Written instruction A -
From the forum post below, return the passage starting with "2015-10-14 21:51 GMT+02:00" and going on through "node first ;)", copied word for word.

Re: Running in cluster mode causes native library linking to fail

2015-10-14 Thread Renato Marroquín Mogrovejo
Sorry Bernardo, I just double checked. I use: System.loadLibrary();
Could you also try that?


Renato M.

2015-10-14 21:51 GMT+02:00 Renato Marroquín Mogrovejo <
renatoj.marroq...@gmail.com>:

> Hi Bernardo,
>
> So is this in distributed mode? or single node? Maybe fix the issue with a
> single node first ;)
> You are right that Spark finds the library but not the *.so file. I also
> use System.load() with LD_LIBRARY_PATH set, and I am able to
> execute without issues. Maybe you'd like to double check paths, env
> variables, or the parameters spark.driver.extraLibraryPath,
> spark.executor.extraLibraryPath.
>
>
> Best,
>
> Renato M.

Data supplied -
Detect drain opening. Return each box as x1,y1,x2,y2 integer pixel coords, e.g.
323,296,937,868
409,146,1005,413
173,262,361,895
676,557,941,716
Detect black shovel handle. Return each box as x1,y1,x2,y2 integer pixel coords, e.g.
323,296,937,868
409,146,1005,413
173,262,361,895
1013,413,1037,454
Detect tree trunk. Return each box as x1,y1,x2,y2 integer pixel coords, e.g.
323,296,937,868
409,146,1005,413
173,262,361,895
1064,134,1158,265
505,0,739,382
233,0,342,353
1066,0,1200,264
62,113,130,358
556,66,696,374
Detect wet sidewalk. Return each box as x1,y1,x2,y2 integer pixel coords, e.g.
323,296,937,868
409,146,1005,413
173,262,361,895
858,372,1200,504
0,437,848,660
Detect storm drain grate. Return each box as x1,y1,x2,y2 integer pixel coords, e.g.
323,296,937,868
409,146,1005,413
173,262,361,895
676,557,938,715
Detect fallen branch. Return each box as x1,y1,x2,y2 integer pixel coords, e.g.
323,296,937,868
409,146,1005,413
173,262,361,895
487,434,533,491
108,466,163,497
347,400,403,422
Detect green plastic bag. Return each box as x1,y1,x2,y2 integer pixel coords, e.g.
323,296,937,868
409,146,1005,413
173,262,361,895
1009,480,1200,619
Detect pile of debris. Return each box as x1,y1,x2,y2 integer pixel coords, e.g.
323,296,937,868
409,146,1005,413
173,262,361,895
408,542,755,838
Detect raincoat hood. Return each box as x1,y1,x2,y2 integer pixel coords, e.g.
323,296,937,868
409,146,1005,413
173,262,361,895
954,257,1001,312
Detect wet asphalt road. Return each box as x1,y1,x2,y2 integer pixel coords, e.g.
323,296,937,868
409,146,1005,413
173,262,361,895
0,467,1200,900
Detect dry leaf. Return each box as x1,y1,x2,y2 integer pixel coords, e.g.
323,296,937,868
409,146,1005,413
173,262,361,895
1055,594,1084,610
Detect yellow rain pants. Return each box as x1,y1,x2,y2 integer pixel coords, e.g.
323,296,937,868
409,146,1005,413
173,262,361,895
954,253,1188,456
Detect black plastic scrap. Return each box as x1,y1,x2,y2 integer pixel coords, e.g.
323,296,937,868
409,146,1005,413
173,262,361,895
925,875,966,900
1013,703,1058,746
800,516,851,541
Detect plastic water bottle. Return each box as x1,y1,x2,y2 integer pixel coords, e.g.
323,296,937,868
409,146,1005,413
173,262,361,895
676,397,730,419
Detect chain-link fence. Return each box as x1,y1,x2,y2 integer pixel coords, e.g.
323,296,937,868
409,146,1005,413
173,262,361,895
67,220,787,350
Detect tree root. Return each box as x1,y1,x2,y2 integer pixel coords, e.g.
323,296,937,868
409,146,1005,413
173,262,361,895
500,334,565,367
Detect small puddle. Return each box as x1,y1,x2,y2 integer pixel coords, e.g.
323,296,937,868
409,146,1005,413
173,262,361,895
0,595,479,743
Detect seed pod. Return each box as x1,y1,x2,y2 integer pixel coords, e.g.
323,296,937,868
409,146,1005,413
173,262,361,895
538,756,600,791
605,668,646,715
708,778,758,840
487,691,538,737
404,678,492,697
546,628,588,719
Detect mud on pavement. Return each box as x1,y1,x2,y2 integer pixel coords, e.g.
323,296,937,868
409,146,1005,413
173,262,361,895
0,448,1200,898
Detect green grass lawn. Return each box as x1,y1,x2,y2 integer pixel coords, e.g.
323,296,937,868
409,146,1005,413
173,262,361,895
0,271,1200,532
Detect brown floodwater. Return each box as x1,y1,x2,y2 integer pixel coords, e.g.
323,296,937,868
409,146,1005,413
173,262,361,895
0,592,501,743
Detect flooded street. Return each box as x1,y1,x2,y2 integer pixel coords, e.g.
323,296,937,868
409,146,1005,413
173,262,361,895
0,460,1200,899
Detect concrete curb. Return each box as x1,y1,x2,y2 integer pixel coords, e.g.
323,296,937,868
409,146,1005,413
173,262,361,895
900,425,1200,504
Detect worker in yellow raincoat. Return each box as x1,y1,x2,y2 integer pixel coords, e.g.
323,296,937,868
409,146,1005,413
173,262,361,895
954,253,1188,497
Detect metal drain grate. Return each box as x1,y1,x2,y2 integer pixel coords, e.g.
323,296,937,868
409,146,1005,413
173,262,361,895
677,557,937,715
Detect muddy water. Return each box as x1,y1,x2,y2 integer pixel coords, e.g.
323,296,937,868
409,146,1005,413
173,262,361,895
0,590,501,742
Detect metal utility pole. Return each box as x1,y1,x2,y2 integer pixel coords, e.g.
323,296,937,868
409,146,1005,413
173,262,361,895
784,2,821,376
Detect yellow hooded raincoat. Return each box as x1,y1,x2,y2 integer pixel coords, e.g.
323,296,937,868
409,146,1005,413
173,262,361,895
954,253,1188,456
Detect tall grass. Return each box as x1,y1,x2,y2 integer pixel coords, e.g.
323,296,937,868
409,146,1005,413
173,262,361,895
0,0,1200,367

Written instruction B -
Return every line of the listing above that contains the string "green", matching case exactly.

Task answer A -
2015-10-14 21:51 GMT+02:00 Renato Marroquín Mogrovejo <
renatoj.marroq...@gmail.com>:

> Hi Bernardo,
>
> So is this in distributed mode? or single node? Maybe fix the issue with a
> single node first ;)

Task answer B -
Detect green plastic bag. Return each box as x1,y1,x2,y2 integer pixel coords, e.g.
Detect green grass lawn. Return each box as x1,y1,x2,y2 integer pixel coords, e.g.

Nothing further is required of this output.